Instruction:
Find the line that contains "point: wheelchair accessibility" and print it and every line after it, exactly, please.

──────── Provided material ────────

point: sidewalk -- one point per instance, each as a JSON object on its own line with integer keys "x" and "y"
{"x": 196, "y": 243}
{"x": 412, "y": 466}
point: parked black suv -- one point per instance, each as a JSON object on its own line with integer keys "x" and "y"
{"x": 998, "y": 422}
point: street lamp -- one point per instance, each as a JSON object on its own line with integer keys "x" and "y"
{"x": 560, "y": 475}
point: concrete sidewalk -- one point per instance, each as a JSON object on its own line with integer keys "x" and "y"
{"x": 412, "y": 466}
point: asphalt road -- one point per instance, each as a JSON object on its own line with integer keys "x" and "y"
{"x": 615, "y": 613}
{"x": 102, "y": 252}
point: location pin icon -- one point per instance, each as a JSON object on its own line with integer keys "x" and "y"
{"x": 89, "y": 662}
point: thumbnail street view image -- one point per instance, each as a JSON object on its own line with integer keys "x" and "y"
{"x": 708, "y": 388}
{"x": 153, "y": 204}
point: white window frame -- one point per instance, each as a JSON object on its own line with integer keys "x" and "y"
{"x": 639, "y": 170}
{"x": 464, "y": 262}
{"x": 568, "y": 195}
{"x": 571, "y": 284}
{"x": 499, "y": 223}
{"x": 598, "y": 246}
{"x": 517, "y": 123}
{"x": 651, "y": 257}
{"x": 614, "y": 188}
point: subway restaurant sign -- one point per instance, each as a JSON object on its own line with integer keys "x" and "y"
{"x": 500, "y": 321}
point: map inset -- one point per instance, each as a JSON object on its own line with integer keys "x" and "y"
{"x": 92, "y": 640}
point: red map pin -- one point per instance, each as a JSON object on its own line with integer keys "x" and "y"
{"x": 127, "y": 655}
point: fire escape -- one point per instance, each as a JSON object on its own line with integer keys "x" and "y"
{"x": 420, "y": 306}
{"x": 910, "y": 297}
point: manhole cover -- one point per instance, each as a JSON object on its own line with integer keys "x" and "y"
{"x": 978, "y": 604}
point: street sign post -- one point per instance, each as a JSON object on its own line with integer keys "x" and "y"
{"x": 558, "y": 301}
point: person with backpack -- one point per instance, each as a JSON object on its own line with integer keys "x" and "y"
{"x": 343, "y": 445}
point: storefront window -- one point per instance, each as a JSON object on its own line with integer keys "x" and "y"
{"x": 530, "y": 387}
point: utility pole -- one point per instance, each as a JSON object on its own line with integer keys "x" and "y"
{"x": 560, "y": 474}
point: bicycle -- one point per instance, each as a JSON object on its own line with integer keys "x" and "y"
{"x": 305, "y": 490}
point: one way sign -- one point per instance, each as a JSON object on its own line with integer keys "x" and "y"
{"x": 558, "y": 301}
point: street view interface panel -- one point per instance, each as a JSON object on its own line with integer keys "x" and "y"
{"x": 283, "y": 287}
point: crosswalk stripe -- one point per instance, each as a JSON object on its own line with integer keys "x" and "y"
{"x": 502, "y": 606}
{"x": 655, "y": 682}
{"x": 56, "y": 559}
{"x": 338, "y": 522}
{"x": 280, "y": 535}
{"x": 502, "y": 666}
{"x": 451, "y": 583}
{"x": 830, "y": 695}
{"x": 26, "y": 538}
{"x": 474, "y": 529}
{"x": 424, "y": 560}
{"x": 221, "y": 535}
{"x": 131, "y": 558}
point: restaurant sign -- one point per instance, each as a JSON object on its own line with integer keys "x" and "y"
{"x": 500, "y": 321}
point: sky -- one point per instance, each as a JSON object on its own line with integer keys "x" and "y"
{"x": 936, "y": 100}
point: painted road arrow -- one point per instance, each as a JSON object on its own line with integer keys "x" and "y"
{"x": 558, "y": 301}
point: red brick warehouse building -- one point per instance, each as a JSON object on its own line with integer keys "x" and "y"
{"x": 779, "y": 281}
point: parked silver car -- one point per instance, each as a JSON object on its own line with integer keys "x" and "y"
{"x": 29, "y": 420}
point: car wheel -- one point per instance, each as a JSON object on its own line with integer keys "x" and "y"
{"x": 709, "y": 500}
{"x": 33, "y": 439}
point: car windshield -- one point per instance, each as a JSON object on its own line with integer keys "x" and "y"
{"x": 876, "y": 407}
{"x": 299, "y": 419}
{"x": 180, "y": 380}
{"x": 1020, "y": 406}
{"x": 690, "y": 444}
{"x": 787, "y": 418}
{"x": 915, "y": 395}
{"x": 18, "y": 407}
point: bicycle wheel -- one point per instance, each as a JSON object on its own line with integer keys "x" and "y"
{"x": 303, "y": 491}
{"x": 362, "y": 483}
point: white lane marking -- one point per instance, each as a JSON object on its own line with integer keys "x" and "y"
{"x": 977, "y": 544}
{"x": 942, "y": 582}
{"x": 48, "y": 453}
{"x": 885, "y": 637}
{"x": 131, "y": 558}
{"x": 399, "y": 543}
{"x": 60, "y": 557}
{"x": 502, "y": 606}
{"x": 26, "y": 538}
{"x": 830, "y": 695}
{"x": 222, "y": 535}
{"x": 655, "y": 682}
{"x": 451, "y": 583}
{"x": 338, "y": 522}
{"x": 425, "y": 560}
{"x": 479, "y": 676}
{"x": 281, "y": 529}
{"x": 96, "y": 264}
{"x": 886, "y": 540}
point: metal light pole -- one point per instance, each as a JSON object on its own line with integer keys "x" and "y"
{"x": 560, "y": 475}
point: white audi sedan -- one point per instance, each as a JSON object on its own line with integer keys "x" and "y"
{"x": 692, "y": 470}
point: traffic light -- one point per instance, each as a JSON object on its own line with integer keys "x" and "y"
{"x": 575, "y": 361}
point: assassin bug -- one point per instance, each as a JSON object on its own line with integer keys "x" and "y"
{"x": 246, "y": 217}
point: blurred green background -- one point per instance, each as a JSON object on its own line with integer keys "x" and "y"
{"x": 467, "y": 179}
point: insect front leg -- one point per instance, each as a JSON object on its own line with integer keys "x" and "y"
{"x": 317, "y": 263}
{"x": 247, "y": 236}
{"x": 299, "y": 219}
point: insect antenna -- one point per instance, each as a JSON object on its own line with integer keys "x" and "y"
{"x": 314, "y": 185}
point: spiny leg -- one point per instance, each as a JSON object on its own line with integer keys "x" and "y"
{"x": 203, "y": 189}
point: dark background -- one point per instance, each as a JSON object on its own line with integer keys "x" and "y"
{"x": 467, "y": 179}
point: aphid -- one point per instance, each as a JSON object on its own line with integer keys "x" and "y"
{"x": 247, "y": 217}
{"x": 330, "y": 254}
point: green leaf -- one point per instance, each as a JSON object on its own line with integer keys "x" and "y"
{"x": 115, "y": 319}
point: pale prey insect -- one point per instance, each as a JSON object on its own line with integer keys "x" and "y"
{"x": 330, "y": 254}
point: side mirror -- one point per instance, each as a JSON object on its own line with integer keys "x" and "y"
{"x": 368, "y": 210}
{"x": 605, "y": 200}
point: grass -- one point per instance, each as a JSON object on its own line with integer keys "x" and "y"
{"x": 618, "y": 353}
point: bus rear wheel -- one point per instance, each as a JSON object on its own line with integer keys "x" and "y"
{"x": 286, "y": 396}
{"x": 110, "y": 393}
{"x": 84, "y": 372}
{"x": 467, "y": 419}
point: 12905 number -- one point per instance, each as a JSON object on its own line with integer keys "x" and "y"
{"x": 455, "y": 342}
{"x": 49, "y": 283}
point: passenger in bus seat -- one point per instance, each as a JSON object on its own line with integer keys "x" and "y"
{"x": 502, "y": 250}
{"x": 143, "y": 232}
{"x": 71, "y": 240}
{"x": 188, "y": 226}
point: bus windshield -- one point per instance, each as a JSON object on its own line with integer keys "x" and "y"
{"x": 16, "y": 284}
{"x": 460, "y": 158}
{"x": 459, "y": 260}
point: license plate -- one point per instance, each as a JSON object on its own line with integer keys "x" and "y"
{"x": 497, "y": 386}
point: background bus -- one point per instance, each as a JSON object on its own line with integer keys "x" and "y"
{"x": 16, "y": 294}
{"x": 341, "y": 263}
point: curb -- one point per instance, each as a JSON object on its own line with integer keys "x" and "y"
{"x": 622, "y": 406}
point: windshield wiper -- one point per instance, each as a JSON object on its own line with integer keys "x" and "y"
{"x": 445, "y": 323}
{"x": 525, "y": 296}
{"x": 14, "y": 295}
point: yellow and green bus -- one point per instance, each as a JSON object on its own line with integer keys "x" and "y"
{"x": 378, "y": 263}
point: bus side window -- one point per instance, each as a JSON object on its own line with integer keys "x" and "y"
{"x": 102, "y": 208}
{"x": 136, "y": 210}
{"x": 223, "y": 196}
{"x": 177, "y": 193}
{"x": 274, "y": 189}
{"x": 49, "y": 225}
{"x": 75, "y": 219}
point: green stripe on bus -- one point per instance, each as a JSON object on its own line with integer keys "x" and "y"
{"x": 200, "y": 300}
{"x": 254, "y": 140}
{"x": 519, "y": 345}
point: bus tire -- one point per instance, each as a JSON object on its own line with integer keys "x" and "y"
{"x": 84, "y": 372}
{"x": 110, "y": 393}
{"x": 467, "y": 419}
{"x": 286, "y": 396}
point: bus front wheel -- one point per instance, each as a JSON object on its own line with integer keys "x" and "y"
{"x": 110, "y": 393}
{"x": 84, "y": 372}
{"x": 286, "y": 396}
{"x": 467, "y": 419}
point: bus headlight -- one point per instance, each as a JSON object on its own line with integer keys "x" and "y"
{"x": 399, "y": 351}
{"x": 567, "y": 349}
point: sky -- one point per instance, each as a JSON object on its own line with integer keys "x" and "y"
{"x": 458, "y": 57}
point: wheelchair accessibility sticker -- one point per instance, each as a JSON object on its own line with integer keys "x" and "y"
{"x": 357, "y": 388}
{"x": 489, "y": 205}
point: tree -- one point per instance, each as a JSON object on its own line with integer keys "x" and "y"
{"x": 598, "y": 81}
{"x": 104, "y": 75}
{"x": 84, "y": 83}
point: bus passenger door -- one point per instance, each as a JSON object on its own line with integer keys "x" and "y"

────────

Task result:
point: wheelchair accessibility sticker -- one point per instance, each as a JSON object on its own line with integer keys "x" and "y"
{"x": 357, "y": 388}
{"x": 489, "y": 205}
point: tree -- one point per instance, each as a JSON object on its own line with integer keys "x" and "y"
{"x": 598, "y": 81}
{"x": 104, "y": 75}
{"x": 84, "y": 83}
point: bus passenger door -- one point per instance, each as a JSON object on its own line with integer keys "x" and "y"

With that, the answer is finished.